Write each line exactly as it stands, from the line containing "player's left arm -> point" through the end of the data.

== == ==

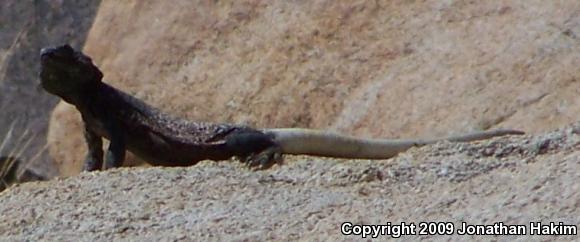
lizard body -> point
(131, 124)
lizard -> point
(164, 140)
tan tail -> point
(323, 143)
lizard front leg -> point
(116, 151)
(94, 159)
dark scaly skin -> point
(130, 124)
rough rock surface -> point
(514, 180)
(369, 68)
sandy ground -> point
(514, 180)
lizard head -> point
(66, 72)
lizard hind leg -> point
(265, 158)
(254, 148)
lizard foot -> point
(264, 159)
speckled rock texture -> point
(514, 180)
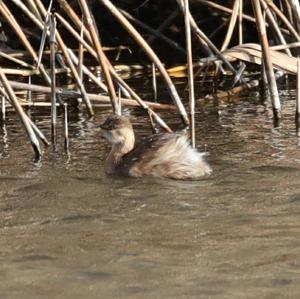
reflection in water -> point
(68, 231)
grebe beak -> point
(98, 128)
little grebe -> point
(162, 155)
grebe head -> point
(118, 131)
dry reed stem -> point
(261, 28)
(151, 54)
(89, 19)
(23, 117)
(190, 70)
(16, 27)
(119, 80)
(156, 33)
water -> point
(68, 231)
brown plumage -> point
(161, 155)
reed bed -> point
(68, 40)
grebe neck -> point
(118, 151)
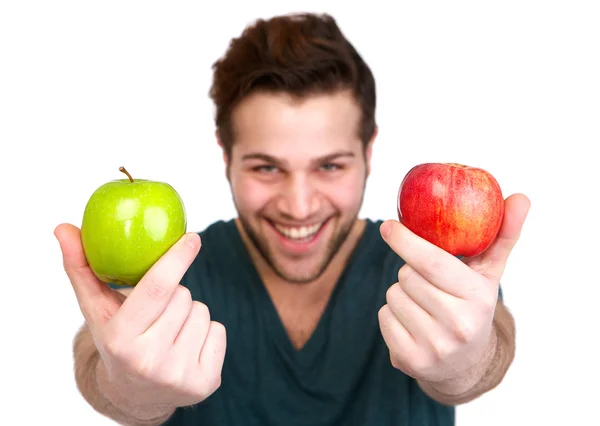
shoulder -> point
(376, 253)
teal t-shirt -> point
(341, 377)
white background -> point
(511, 86)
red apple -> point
(456, 207)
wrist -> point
(465, 381)
(122, 401)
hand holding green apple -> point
(159, 348)
(127, 225)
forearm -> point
(98, 392)
(488, 373)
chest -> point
(300, 320)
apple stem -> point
(122, 169)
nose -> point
(299, 199)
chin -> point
(299, 256)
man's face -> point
(297, 173)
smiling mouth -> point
(300, 234)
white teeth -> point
(301, 233)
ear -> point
(369, 150)
(224, 152)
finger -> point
(193, 333)
(430, 298)
(418, 322)
(399, 341)
(437, 266)
(96, 301)
(169, 323)
(152, 294)
(493, 261)
(212, 356)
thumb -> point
(92, 294)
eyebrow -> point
(273, 160)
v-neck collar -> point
(276, 329)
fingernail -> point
(192, 239)
(385, 229)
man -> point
(297, 312)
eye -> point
(330, 167)
(265, 168)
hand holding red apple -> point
(437, 322)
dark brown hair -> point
(299, 54)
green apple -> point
(128, 225)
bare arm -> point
(486, 375)
(96, 390)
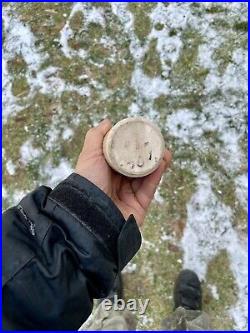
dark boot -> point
(187, 291)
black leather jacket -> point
(62, 249)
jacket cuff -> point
(97, 212)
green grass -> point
(107, 71)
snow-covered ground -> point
(190, 40)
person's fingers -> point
(94, 137)
(146, 191)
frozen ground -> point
(183, 65)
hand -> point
(131, 195)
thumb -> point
(94, 137)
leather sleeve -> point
(62, 249)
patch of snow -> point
(231, 156)
(129, 268)
(241, 184)
(209, 229)
(10, 167)
(148, 88)
(185, 125)
(67, 134)
(16, 196)
(55, 174)
(90, 15)
(28, 152)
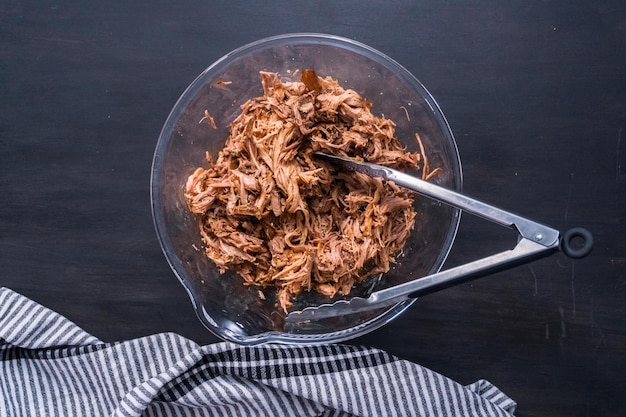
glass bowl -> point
(229, 309)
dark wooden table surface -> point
(535, 92)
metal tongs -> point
(535, 241)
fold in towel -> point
(51, 367)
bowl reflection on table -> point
(229, 309)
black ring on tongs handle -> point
(577, 242)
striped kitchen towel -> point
(51, 367)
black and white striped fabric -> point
(51, 367)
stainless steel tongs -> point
(535, 241)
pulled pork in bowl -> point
(254, 226)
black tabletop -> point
(535, 94)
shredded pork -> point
(280, 218)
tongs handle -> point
(536, 241)
(527, 229)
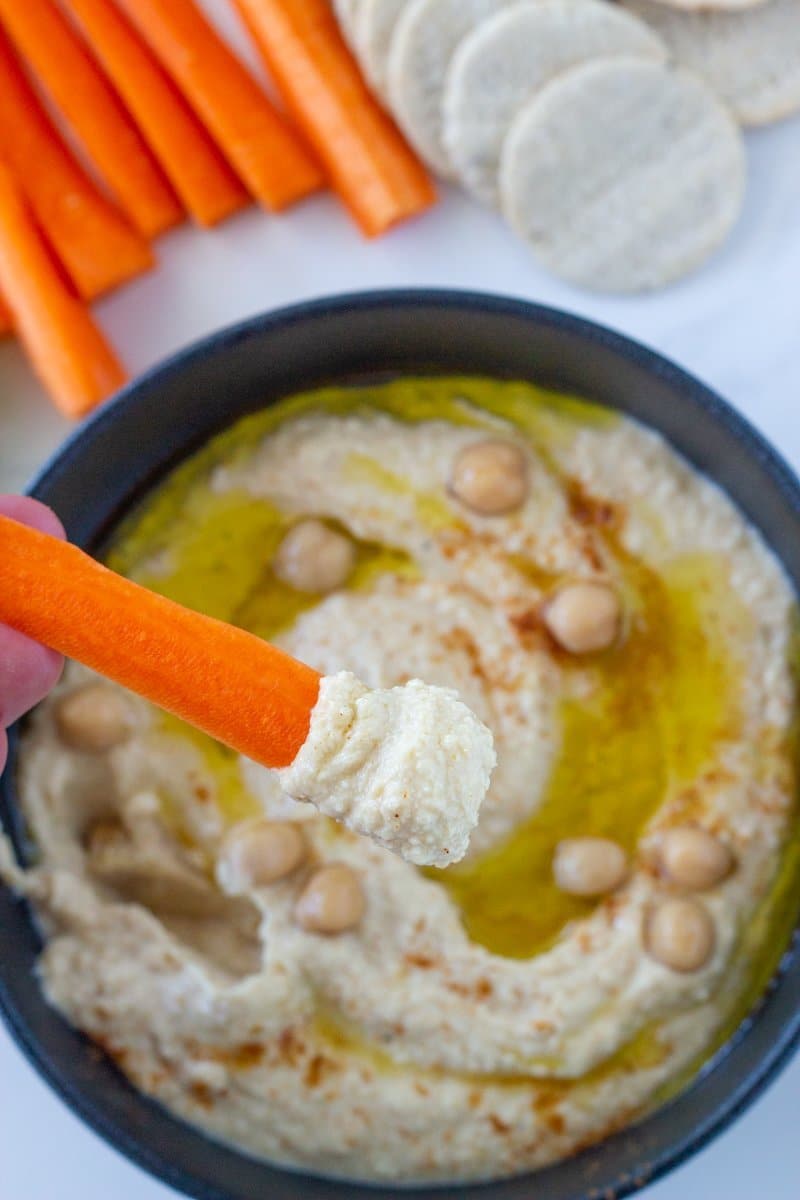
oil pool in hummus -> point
(300, 991)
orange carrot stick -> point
(194, 167)
(371, 166)
(65, 347)
(5, 318)
(226, 682)
(92, 109)
(258, 144)
(96, 246)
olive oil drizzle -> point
(660, 703)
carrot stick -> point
(95, 244)
(371, 166)
(226, 682)
(92, 109)
(194, 167)
(65, 347)
(258, 144)
(5, 318)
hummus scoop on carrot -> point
(405, 766)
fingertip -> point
(28, 671)
(31, 513)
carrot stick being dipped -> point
(228, 683)
(91, 239)
(5, 318)
(92, 109)
(371, 166)
(259, 145)
(205, 184)
(65, 347)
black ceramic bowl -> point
(154, 424)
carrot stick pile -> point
(371, 166)
(62, 342)
(96, 246)
(228, 683)
(268, 155)
(170, 124)
(205, 184)
(92, 111)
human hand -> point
(28, 670)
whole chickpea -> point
(94, 719)
(263, 852)
(313, 557)
(332, 901)
(584, 617)
(680, 935)
(692, 859)
(491, 478)
(589, 867)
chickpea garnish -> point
(680, 934)
(589, 867)
(264, 852)
(94, 719)
(692, 859)
(584, 617)
(332, 901)
(491, 478)
(313, 557)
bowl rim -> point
(755, 445)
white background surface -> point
(737, 325)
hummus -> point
(405, 766)
(501, 1014)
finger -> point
(31, 513)
(28, 670)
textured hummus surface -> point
(476, 1023)
(407, 766)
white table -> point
(735, 325)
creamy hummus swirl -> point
(405, 766)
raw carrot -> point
(370, 163)
(228, 683)
(65, 347)
(257, 142)
(204, 181)
(5, 318)
(95, 113)
(94, 243)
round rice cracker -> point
(373, 35)
(751, 58)
(347, 12)
(422, 45)
(623, 174)
(505, 61)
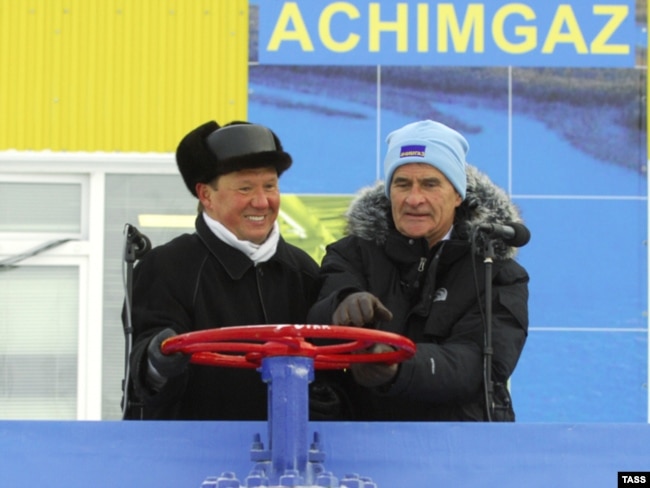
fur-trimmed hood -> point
(369, 215)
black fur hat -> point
(210, 151)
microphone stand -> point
(487, 350)
(132, 252)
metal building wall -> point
(119, 75)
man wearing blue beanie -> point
(412, 264)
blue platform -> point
(395, 455)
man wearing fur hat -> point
(408, 266)
(236, 269)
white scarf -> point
(258, 253)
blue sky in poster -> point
(462, 33)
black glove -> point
(167, 365)
(325, 403)
(359, 309)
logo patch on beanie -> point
(412, 150)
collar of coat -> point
(369, 215)
(234, 261)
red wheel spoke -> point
(246, 346)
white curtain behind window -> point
(39, 316)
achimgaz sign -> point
(549, 33)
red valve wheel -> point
(246, 346)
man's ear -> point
(203, 192)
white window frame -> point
(85, 250)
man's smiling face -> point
(246, 202)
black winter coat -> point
(197, 282)
(437, 299)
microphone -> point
(512, 233)
(139, 240)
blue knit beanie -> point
(431, 143)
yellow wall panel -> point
(119, 75)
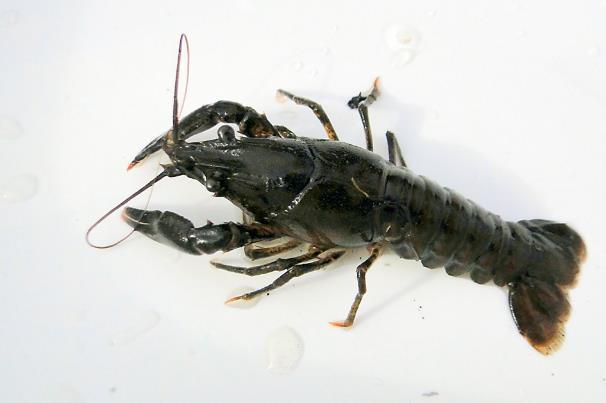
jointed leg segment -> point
(291, 273)
(317, 110)
(361, 103)
(361, 273)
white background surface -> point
(503, 101)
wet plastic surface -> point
(503, 102)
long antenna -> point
(170, 138)
(122, 203)
(174, 136)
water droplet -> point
(8, 18)
(242, 304)
(143, 323)
(402, 58)
(434, 114)
(593, 51)
(284, 350)
(402, 37)
(10, 129)
(18, 188)
(298, 65)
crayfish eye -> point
(226, 134)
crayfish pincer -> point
(334, 196)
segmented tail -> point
(539, 299)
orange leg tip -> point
(340, 323)
(233, 299)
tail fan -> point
(539, 300)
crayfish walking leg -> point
(317, 110)
(294, 271)
(361, 273)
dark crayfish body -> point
(333, 195)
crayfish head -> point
(260, 175)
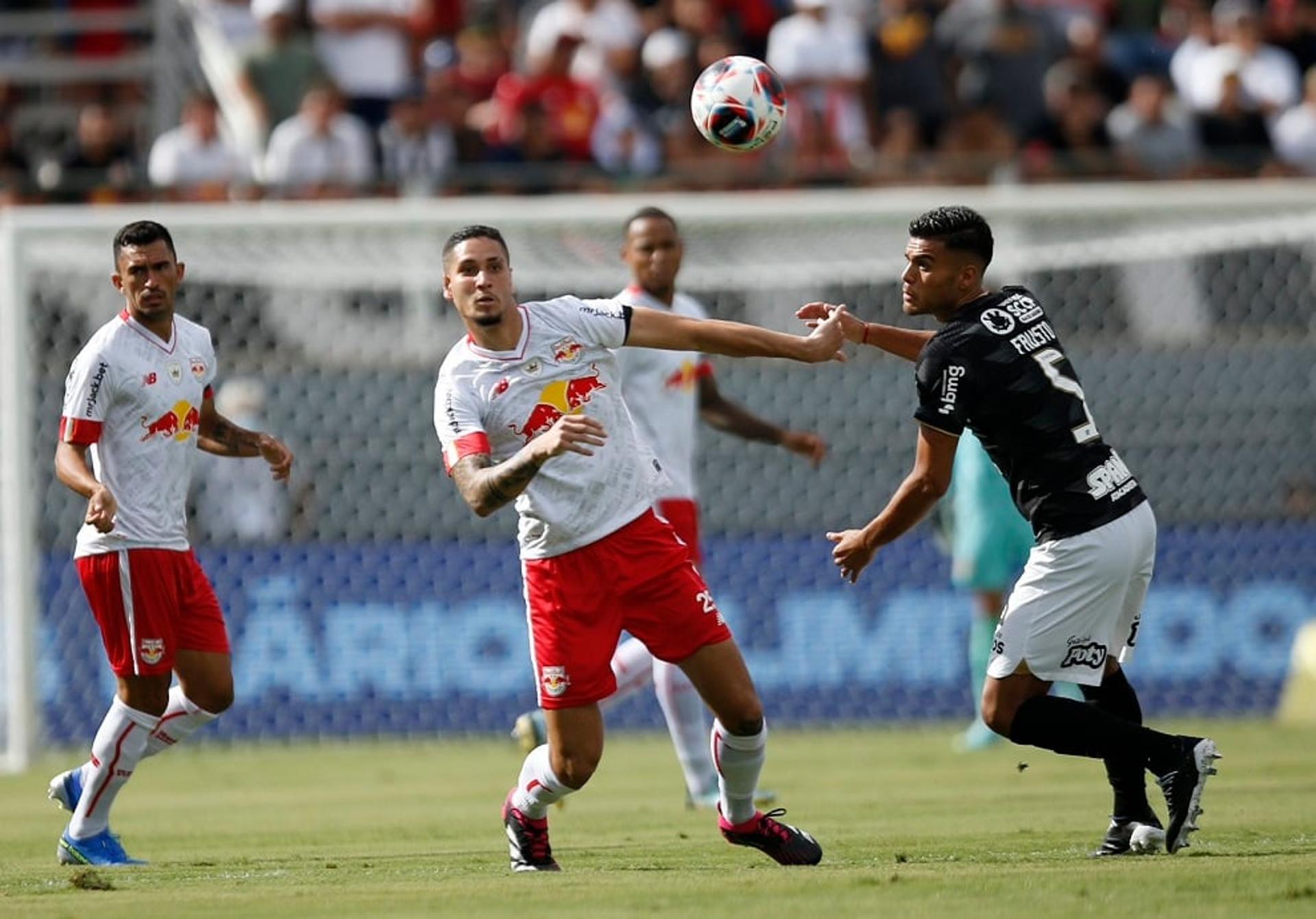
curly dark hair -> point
(958, 228)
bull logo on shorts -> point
(153, 650)
(555, 681)
(1088, 654)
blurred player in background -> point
(528, 407)
(998, 367)
(138, 401)
(669, 393)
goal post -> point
(373, 591)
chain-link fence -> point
(366, 597)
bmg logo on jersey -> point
(555, 681)
(1085, 653)
(951, 387)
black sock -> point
(1117, 697)
(1075, 728)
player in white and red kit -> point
(669, 393)
(138, 402)
(529, 408)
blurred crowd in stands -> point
(448, 97)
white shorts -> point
(1078, 602)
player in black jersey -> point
(998, 367)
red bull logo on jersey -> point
(555, 681)
(566, 351)
(153, 650)
(180, 423)
(561, 397)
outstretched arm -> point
(487, 486)
(891, 339)
(224, 439)
(73, 470)
(655, 328)
(923, 487)
(720, 413)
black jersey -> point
(998, 369)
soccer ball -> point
(739, 103)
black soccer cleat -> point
(1137, 837)
(782, 842)
(1182, 787)
(526, 840)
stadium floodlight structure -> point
(352, 289)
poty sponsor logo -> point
(951, 387)
(555, 681)
(561, 397)
(1084, 652)
(180, 423)
(94, 391)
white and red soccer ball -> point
(739, 103)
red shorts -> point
(640, 580)
(683, 517)
(151, 603)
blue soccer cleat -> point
(103, 850)
(66, 789)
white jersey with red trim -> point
(498, 402)
(137, 402)
(662, 393)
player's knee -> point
(749, 724)
(998, 715)
(215, 700)
(576, 768)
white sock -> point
(686, 722)
(119, 746)
(632, 664)
(537, 787)
(180, 722)
(739, 761)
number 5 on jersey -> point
(1049, 361)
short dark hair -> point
(649, 214)
(143, 234)
(958, 228)
(474, 232)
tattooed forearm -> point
(226, 439)
(487, 486)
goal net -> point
(367, 600)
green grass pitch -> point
(910, 829)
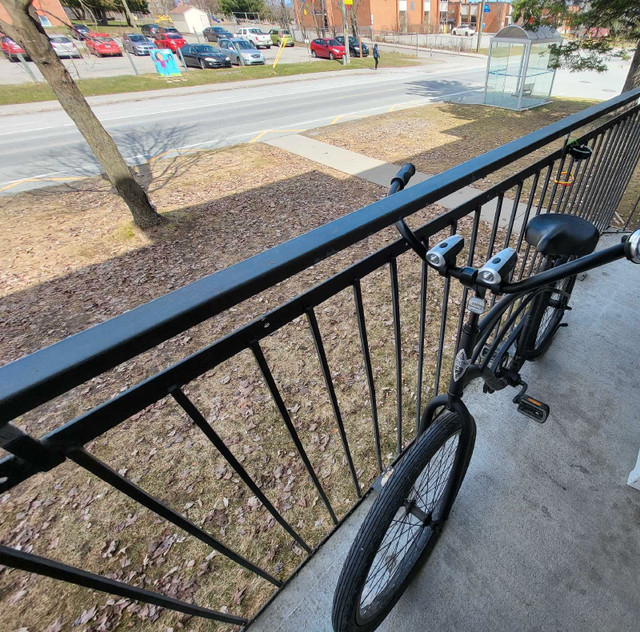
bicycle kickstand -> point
(530, 407)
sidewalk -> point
(441, 62)
(380, 172)
(544, 534)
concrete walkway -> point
(545, 534)
(380, 172)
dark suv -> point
(149, 30)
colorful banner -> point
(165, 62)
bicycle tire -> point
(546, 313)
(349, 615)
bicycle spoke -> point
(405, 527)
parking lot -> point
(90, 66)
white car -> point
(255, 36)
(463, 29)
(63, 46)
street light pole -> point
(345, 59)
(480, 19)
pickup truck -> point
(255, 36)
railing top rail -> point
(44, 374)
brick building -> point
(50, 13)
(425, 16)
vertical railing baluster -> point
(633, 210)
(558, 177)
(566, 188)
(421, 338)
(600, 200)
(326, 373)
(577, 187)
(598, 174)
(366, 354)
(198, 419)
(286, 418)
(496, 220)
(397, 335)
(514, 212)
(527, 211)
(114, 479)
(583, 191)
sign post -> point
(345, 59)
(485, 9)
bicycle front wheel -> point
(546, 315)
(403, 526)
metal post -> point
(479, 18)
(128, 12)
(135, 70)
(181, 58)
(345, 59)
(26, 67)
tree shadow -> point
(155, 154)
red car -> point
(12, 50)
(329, 48)
(101, 44)
(172, 41)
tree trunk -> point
(633, 78)
(31, 35)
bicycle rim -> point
(407, 536)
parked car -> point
(149, 30)
(205, 56)
(79, 31)
(11, 49)
(463, 29)
(137, 44)
(172, 41)
(250, 55)
(165, 30)
(216, 33)
(279, 35)
(354, 46)
(255, 36)
(101, 44)
(64, 47)
(325, 47)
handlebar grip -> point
(404, 175)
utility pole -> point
(480, 19)
(345, 25)
(128, 13)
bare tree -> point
(26, 29)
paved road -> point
(46, 145)
(90, 66)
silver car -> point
(234, 47)
(137, 44)
(63, 46)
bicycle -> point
(416, 493)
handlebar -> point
(398, 182)
(401, 179)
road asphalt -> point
(39, 143)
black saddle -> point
(556, 234)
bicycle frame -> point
(476, 331)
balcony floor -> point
(545, 534)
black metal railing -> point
(492, 219)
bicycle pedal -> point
(533, 408)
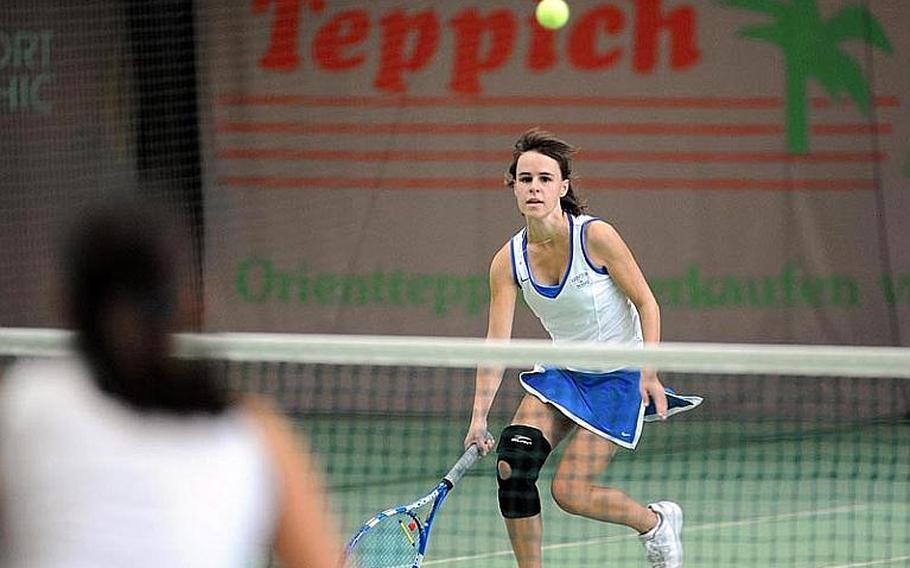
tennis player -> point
(580, 279)
(124, 456)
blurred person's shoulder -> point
(41, 385)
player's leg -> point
(575, 491)
(523, 448)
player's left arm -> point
(606, 248)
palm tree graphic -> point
(811, 48)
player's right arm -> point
(503, 293)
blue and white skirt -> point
(607, 404)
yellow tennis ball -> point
(552, 14)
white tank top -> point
(586, 305)
(85, 481)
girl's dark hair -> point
(128, 253)
(543, 142)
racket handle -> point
(464, 463)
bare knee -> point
(570, 494)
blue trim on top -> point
(584, 248)
(512, 258)
(551, 291)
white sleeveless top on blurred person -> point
(586, 304)
(85, 481)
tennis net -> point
(797, 457)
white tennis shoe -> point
(663, 546)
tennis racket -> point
(398, 537)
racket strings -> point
(392, 543)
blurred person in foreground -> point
(124, 455)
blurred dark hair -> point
(126, 255)
(546, 143)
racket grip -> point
(464, 463)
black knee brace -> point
(524, 450)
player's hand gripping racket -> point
(398, 537)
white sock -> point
(650, 533)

== == ==

TASK OUTPUT –
player's left arm -> point
(606, 248)
palm tree graphic -> point
(811, 48)
player's right arm -> point
(503, 293)
blue and white skirt -> point
(607, 404)
yellow tennis ball -> point
(552, 14)
white tank top -> point
(586, 305)
(85, 481)
girl's dark hair -> point
(128, 253)
(543, 142)
racket handle -> point
(464, 463)
bare knee -> point
(570, 494)
blue trim on top -> point
(584, 248)
(512, 258)
(551, 291)
white sleeveless top on blurred person -> point
(586, 304)
(85, 481)
tennis net -> point
(797, 457)
white tennis shoe -> point
(663, 546)
tennis racket -> point
(398, 537)
racket strings -> point
(392, 543)
blurred person in foreground -> point
(124, 455)
blurred dark hair -> point
(126, 255)
(546, 143)
racket grip -> point
(464, 463)
black knee brace -> point
(524, 450)
player's hand gripping racket -> point
(398, 537)
white sock -> point
(650, 533)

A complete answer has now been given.